■ **WHAT TO WORK ON**
Copy out, word for word, the lines of the records from the one containing "Where can the window" through the final line, including both.

** START OF MATERIAL SUPPLIED **

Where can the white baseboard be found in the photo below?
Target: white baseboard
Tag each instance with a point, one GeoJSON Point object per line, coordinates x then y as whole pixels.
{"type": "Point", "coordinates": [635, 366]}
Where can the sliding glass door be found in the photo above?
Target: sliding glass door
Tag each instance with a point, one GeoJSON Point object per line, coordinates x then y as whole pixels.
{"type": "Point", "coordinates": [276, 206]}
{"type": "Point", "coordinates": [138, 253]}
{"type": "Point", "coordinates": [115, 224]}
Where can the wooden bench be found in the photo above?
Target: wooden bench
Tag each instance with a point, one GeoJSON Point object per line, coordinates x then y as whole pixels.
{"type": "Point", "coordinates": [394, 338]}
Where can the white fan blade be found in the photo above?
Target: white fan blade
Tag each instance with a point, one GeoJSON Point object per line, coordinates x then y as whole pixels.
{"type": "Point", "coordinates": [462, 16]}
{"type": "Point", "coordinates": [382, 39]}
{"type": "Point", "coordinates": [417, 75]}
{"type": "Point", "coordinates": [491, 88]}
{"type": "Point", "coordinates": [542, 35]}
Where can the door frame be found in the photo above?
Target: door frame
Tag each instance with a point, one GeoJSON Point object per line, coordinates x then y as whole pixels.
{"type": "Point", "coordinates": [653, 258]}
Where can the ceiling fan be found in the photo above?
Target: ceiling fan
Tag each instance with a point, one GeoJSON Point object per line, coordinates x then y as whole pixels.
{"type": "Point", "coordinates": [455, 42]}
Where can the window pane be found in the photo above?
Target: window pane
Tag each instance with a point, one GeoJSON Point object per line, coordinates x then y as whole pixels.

** END OF MATERIAL SUPPLIED **

■ **SOLUTION TO THIS TASK**
Where can the window pane be found in the photo above?
Target: window pane
Tag each instance with a point, one GeoJSON Point object per line, coordinates x then y as whole pixels.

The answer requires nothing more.